----- AVAILABLE DATA
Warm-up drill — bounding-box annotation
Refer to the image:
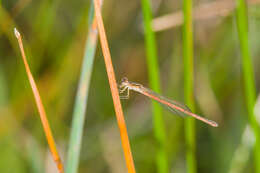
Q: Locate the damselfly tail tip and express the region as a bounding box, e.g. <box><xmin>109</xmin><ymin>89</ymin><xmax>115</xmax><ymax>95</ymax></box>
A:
<box><xmin>209</xmin><ymin>120</ymin><xmax>218</xmax><ymax>127</ymax></box>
----------
■ WORK TASK
Show every line in the records above that contains the word "bounding".

■ ANSWER
Warm-up drill — bounding-box annotation
Q: Locate the damselfly tail tip and express the region as a bounding box, e.g. <box><xmin>109</xmin><ymin>89</ymin><xmax>115</xmax><ymax>95</ymax></box>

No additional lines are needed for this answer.